• [Instruction]
Which single-letter variables appear in the semiring counterexample text below? List all of them.

• [Selected text]
--------------------------------

A canonically ordered commutative semiring with two different elements a and b such that a ≠ b and 2 * a = 2 * b. Thus, multiplication by a fixed non-zero element of a canonically ordered semiring need not be injective. In particular, multiplying by a strictly positive element need not be strictly monotone.

Recall that a canonically ordered commutative semiring is a commutative semiring with a partial ordering that is "canonical" in the sense that the inequality a ≤ b holds if and only if there is a c such that a + c = b. There are several compatibility conditions among addition/multiplication and the order relation. The point of the counterexample is to show that monotonicity of multiplication cannot be strengthened to strict monotonicity.

--------------------------------

• [Provided data]
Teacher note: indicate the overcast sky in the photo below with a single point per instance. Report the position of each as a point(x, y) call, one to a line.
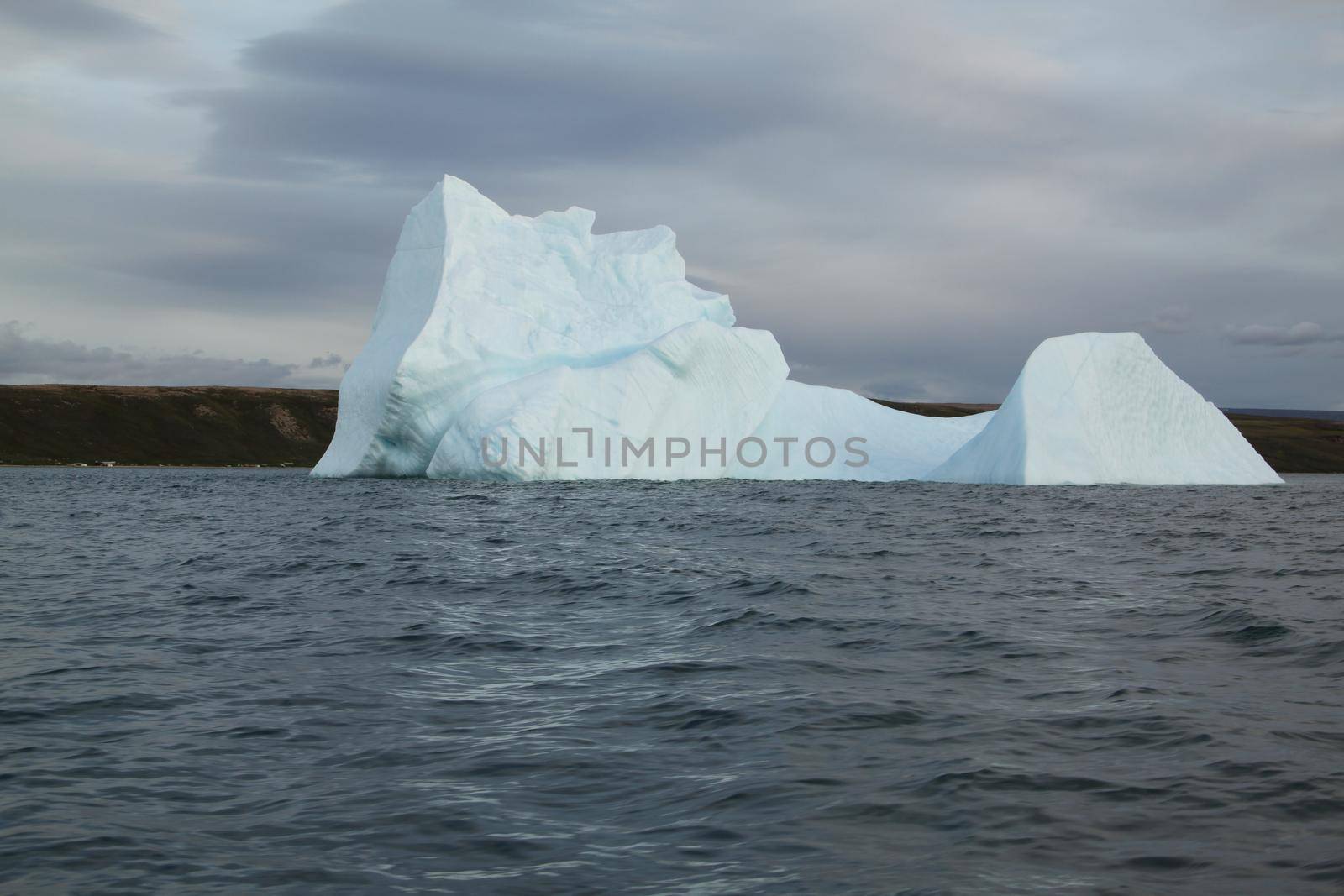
point(909, 195)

--------------------------------

• [Completed task]
a, b, c